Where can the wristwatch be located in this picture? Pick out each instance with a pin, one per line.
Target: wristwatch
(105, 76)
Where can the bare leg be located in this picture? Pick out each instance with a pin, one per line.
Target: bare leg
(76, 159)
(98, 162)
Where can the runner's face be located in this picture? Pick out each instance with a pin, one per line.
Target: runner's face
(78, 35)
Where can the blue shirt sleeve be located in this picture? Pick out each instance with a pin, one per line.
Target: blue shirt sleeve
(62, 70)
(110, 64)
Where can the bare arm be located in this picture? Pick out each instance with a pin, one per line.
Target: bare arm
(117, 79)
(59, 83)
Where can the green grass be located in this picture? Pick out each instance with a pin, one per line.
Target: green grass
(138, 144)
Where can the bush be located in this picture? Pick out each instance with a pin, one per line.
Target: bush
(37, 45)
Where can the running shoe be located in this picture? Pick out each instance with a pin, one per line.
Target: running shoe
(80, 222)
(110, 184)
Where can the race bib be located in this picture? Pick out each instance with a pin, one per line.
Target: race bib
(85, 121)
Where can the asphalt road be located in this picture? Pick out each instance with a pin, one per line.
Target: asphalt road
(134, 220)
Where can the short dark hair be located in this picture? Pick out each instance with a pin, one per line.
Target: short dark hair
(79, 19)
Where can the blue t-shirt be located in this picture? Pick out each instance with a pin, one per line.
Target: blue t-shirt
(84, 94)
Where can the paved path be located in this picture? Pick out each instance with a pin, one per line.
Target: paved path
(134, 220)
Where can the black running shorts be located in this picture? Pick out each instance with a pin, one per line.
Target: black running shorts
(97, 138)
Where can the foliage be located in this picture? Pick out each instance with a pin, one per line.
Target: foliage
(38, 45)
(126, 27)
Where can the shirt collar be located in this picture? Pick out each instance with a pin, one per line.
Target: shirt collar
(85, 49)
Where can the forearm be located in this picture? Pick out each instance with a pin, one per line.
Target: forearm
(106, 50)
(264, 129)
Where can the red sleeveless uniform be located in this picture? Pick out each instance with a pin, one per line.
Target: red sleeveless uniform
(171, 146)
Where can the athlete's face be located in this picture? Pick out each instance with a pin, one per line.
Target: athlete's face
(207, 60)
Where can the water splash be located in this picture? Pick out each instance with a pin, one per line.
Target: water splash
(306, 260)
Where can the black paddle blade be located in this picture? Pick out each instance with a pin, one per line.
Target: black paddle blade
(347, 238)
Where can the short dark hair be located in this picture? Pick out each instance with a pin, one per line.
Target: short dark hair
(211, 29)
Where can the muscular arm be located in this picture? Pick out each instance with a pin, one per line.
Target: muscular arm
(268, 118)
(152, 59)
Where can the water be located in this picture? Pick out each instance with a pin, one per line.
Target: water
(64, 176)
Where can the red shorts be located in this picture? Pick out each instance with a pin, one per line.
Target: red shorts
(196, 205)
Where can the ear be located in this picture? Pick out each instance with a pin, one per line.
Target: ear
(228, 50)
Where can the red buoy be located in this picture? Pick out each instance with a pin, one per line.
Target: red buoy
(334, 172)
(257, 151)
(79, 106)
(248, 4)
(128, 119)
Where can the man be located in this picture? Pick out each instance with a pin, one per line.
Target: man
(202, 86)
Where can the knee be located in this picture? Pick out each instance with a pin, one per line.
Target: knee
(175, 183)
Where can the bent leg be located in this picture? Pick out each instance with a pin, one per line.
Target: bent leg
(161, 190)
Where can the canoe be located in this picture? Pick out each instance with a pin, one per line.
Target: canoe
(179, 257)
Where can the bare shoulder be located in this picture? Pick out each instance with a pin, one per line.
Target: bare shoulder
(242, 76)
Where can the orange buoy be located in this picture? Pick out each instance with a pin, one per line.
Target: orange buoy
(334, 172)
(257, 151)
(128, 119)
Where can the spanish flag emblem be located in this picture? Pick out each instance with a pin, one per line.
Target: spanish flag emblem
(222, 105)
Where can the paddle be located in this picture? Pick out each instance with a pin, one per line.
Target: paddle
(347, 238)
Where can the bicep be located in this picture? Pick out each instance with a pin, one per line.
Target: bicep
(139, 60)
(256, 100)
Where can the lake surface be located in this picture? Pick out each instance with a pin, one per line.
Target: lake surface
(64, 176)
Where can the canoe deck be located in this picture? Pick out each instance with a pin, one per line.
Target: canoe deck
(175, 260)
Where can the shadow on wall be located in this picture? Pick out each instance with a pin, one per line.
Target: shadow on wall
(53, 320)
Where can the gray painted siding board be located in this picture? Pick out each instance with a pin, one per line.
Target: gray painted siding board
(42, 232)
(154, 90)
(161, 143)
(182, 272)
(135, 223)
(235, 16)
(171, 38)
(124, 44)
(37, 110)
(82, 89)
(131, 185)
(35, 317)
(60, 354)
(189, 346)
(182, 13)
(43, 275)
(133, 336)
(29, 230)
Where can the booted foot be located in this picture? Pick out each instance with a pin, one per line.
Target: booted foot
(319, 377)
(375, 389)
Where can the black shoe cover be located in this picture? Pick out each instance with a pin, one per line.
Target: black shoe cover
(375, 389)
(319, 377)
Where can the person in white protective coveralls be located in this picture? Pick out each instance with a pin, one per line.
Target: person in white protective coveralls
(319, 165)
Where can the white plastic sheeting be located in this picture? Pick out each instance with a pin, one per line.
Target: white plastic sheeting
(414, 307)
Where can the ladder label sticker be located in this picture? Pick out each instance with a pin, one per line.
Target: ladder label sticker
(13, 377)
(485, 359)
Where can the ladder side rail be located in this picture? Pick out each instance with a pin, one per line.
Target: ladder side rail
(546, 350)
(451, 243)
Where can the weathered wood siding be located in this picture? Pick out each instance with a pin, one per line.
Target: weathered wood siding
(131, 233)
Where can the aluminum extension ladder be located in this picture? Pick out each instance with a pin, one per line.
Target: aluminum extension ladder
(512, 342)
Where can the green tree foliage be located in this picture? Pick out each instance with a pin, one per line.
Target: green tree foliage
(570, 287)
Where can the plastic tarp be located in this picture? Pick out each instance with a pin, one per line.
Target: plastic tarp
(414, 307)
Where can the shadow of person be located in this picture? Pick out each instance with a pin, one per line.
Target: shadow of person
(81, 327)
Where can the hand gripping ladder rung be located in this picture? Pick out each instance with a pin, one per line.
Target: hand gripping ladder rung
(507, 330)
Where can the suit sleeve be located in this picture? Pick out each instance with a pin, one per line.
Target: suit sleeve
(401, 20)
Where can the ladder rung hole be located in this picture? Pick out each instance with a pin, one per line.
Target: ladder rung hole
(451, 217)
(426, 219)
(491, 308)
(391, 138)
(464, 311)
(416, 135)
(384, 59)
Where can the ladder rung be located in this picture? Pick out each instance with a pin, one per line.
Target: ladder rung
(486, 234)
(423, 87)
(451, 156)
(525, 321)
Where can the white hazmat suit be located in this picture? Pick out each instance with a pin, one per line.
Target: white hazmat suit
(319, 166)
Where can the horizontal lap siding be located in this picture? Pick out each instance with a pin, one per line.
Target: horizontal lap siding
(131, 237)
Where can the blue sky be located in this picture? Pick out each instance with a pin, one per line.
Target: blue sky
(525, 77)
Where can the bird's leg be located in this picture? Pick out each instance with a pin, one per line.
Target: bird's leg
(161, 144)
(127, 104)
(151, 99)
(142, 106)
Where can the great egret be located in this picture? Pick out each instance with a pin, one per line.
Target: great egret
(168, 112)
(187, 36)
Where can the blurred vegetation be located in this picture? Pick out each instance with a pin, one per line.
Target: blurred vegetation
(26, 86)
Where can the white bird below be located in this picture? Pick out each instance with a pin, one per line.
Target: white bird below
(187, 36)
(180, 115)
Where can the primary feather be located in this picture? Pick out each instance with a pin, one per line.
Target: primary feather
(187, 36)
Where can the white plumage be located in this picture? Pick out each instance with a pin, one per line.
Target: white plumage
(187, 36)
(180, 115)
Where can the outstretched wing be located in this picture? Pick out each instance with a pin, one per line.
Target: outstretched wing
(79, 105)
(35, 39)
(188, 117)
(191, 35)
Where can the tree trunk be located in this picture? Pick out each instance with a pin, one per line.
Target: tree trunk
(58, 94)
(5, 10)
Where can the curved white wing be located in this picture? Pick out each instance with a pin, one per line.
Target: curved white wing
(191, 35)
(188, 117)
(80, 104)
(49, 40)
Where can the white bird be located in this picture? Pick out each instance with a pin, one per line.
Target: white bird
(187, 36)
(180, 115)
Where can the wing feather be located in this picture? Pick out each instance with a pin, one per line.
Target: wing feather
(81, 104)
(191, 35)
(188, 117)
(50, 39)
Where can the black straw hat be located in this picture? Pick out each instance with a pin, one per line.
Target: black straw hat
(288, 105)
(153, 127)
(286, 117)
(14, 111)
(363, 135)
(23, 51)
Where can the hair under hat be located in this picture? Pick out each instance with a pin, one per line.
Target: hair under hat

◆ ◆ ◆

*EXERCISE INSTRUCTIONS*
Scan the entries above and copy each line where "under" occurs.

*COMPLETED EXERCISE*
Where can the hair under hat be located in this picture? Pick out each instance with a pin, one per line.
Target: hair under hat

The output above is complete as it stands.